COMPITI DA SVOLGERE:
[a] Ricopia dalla recensione il passo che parte dalle parole "Quindi, delusione ancora" e si chiude dopo le parole "resto del film.".
[b] Indica se ciascuna affermazione concorda con la recensione, rispondendo sì o no e citando le parole decisive del testo: (i) nella scena iniziale si vede un'operazione a cuore aperto; (ii) il film termina con una partita a scacchi; (iii) prima di questo film chi scrive guardava spesso film di non facile accesso.

BRANO ESTRATTO:

____________

Era un po' che non mi dedicavo al cinema, ed in particolare a film di non facile accesso, questa pellicola mi attirava perché sentivo parlarne molto bene.
Quindi, delusione ancora maggiore.. ma è bene sviscerarne il senso e il messaggio, qualora ci fosse.
Quest’Angelo
sterminatore dei poveri ha fatto breccia nell'immaginario di tanti.
Probabilmente
affascina l’elementare meccanicità dei dialoghi, questa algidità
tracimante di tutto e tutti; l’inespressività latente, la
lentezza, le carezze e gli abbracci tentati, il sesso asettico, le
case spoglie, mani splendide e poi il sacro e poi l’illogico.
La scena
iniziale ad esempio: operazione a cuore aperto con la telecamera fin
dentro le valvole cardiache sanguinolente e pulsanti.
Quel cuore
che però latita per tutto il resto del film.
Lanthimos si
piace e si compiace. Ma solo lui.
Tutti gli
altri gli stanno sulle scatole, e probabilmente anche noi spettatori.
Sul
primitivo - ma sempre sulla breccia - do ut des, si intesse tutto il
film, in un crescendo di dramma grottesco che propone il suo massimo
exploit nella roulette russa finale.
Una chicca
tale che, al confronto, i rigori tra Russia e Croazia diventano uno
psicodrammone.

____________

Voci archiviate
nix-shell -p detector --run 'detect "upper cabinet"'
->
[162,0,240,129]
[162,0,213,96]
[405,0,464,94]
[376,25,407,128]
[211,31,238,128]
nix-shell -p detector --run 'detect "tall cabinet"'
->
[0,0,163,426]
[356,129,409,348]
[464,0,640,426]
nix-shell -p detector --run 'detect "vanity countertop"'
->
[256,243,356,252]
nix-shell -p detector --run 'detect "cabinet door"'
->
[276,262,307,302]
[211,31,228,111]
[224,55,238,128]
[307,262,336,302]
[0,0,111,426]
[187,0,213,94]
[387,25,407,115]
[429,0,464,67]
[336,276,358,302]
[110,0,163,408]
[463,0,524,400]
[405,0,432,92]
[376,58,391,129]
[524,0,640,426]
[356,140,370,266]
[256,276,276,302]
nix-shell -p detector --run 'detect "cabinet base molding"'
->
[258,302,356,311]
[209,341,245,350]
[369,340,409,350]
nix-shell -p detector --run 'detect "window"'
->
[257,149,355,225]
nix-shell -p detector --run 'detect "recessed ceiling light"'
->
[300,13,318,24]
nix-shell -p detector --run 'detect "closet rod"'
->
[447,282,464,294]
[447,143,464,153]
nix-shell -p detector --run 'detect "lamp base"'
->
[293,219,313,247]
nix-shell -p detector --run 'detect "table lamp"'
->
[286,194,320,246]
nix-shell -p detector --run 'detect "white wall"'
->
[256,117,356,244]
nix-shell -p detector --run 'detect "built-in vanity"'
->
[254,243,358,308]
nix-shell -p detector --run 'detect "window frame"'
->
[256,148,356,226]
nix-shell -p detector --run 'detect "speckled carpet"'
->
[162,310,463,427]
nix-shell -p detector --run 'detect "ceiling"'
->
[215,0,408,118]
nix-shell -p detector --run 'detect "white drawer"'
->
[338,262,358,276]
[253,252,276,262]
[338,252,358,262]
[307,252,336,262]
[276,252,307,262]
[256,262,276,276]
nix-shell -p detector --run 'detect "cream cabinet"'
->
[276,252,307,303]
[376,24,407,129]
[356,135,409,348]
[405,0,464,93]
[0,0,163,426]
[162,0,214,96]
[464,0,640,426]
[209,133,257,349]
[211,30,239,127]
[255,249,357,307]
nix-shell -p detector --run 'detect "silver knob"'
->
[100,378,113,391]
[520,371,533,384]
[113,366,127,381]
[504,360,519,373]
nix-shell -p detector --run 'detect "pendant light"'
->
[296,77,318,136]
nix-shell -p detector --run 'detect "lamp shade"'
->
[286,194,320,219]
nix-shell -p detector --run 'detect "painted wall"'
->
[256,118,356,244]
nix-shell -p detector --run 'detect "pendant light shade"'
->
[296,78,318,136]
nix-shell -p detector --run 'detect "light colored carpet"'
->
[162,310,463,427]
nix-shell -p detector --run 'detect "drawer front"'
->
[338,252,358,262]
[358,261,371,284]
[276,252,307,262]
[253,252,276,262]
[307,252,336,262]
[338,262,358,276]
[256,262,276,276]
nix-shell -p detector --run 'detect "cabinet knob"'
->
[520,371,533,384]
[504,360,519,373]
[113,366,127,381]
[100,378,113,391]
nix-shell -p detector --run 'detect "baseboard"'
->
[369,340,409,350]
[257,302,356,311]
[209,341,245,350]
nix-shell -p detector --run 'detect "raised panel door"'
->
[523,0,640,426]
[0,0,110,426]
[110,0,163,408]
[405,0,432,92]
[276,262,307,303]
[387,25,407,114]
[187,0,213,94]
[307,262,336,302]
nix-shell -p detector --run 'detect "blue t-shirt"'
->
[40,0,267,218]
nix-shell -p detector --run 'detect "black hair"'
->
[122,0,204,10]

____________

RISPOSTE IN ORDINE:
[a]
Quindi, delusione ancora maggiore.. ma è bene sviscerarne il senso e il messaggio, qualora ci fosse.
Quest’Angelo
sterminatore dei poveri ha fatto breccia nell'immaginario di tanti.
Probabilmente
affascina l’elementare meccanicità dei dialoghi, questa algidità
tracimante di tutto e tutti; l’inespressività latente, la
lentezza, le carezze e gli abbracci tentati, il sesso asettico, le
case spoglie, mani splendide e poi il sacro e poi l’illogico.
La scena
iniziale ad esempio: operazione a cuore aperto con la telecamera fin
dentro le valvole cardiache sanguinolente e pulsanti.
Quel cuore
che però latita per tutto il resto del film.

[b]
(i) Sì: "operazione a cuore aperto con la telecamera fin dentro le valvole cardiache sanguinolente e pulsanti".
(ii) No: "nella roulette russa finale".
(iii) No: "Era un po' che non mi dedicavo al cinema, ed in particolare a film di non facile accesso".